Activity
In the text on group mentoring below, translate this sentence into Spanish: "This principle is critical to the interactions and behaviors of the mentors and mentees."

Reading text
::::::::
The basic premise of the group mentoring approach is that the interpersonal relationship and connection between African American adolescent females and positive African American women can create positive behavior change in the girls. In addition, it is assumed that this Afrocentric approach can assist African American adolescent females with developing: (a) a sense of interconnectedness with their community and environment; (b) a sense of “wholeness;” (c) a tendency to advocate for cultural pluralism, and to fight political, economic, and cultural oppression; and (d) a desire to build on positive attributes of their community. In general, the use of positive role modeling and dialogue exchange with other African American adolescent females are the strategies intended to promote positive change in the behaviors and attitudes of this group.  

The approach has five principles that guide the interactions between the African American women (mentors) and the African American adolescent females (mentees). Those West African principles are (a) group above self, (b) respect for self and others, (c) responsibility for self and community, (d) reciprocity, and (e) authenticity ("keeping it real"). The “group above self” principle is taken directly from the West African value system that places the needs of the group above those of the individual. This principle is critical to the interactions and behaviors of the mentors and mentees. A primary goal of the group is to foster a collective orientation and finding harmony between the group members and their community. This is also an important part of the group because many urban African American youth are socialized (for survival purposes) to act in their own self-interest (Franklin, 1999). This type of behavior is often counterproductive and acts against the positive progression of the African American community.   

Respect for self and others is an important principle of an Afrocentric intervention because it relates to valuing oneself and others in the community.  Given the oppressive history of African Americans and African American women in the United States, self-respect is critical. Feeling a sense of self-worth and maintaining a sense of self-love are essential elements of an Afrocentric perspective. Self-worth and self-love can be encouraged through activities focused on health and beauty care, exploration of feelings, and researching family histories. In addition to self-respect, respecting others is also essential. The West African value of harmony and balance in nature and towards other people speaks to the importance of valuing others and respecting others’ differences. Respecting others’ can be fostered through visiting and assisting the elderly in the African American community, tutoring younger African American girls in local schools, and learning pro-social skills that can assist with peer relationships. It is this sense of balance and harmony - loving oneself and others - that is intended to guide the behavior of the African American girls in relation to each other, the mentors, and people in the community.  

Responsibility for community is consistent with the other principles that reflect West African emphasis on collective orientation or responsibility. It builds on the respect for self and others principle but expands the respect to include one's community. To better influence the self-worth of African American girls and to lessen the degree of alienation from one’s community and society, one must take a holistic perspective that emphasizes the influence of community factors on the development of African American children. Within the group mentoring model presented here, the participants are encouraged to focus on enhancing and “lifting up” their communities through activities such as community beautification projects, volunteering at community agencies (e.g., homeless shelters), and advocating for their community’s needs (e.g., AIDS education, increased child care options). Through these activities, the participants in the group-mentoring program develop a sense of pride in their community, and ultimately, a sense of empowerment to improve their respective communities.
::::::::
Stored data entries

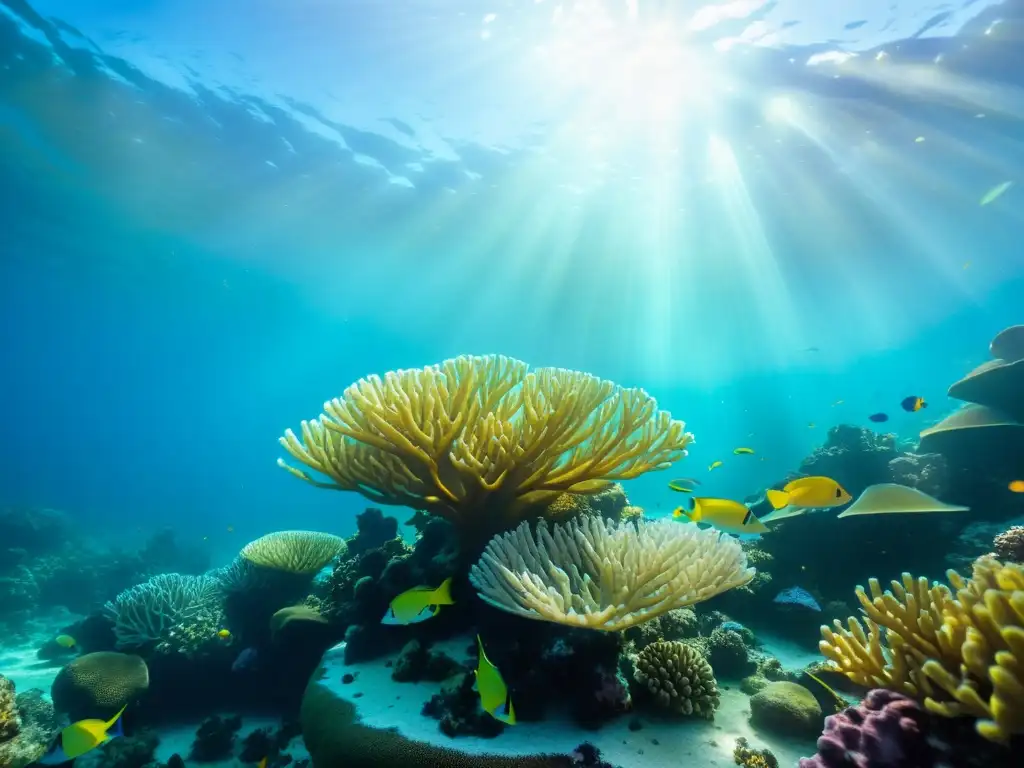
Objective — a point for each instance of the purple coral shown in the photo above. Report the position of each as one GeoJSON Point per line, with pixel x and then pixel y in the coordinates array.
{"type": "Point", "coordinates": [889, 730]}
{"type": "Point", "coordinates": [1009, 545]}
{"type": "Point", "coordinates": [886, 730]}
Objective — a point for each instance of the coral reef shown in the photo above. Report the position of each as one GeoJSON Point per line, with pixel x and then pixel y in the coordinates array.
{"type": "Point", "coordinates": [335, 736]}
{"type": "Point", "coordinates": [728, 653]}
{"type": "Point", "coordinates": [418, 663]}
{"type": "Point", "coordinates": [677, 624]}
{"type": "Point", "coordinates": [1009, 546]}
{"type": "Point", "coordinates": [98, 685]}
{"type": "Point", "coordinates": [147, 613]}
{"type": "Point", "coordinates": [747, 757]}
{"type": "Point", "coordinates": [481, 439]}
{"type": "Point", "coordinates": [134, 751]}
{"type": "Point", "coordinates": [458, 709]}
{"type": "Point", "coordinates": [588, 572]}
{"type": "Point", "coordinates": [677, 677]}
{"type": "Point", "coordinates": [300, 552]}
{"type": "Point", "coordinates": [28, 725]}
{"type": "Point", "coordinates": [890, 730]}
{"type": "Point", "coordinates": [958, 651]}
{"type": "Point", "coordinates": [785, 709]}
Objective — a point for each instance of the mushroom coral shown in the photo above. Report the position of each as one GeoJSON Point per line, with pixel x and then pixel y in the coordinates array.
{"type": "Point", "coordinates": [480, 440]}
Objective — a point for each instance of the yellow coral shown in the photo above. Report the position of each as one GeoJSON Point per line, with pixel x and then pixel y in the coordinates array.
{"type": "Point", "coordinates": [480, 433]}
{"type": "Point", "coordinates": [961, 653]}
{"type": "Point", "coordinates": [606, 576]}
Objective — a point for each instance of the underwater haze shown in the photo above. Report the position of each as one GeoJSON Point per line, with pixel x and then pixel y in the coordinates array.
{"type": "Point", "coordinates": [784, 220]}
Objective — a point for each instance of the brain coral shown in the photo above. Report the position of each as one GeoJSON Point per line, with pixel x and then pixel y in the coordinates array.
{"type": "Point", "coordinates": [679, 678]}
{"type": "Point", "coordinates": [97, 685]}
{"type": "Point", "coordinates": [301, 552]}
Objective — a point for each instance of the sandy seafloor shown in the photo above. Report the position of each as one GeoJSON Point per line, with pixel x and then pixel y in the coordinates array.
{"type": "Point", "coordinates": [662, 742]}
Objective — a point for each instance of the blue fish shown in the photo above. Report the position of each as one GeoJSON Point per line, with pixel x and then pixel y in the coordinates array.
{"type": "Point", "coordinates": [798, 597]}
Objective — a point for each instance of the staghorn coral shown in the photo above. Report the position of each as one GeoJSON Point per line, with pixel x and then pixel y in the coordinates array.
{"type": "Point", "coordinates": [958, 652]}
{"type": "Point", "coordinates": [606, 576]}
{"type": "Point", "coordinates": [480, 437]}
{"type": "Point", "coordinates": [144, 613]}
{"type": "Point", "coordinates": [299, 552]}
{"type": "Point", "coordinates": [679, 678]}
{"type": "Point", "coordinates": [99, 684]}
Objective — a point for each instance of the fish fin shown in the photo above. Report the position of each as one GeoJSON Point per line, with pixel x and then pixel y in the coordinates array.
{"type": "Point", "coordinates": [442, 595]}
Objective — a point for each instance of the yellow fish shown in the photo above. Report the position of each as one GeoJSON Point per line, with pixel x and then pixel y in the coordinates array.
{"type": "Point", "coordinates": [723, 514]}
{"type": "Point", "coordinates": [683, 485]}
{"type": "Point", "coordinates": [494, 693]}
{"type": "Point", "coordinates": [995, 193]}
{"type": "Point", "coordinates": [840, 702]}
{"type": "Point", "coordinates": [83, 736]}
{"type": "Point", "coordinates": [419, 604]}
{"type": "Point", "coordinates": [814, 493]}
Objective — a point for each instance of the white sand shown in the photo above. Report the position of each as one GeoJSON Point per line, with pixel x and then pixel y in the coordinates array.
::::::::
Your response
Este principio es fundamental para las interacciones y los comportamientos de las mentoras y las aprendices.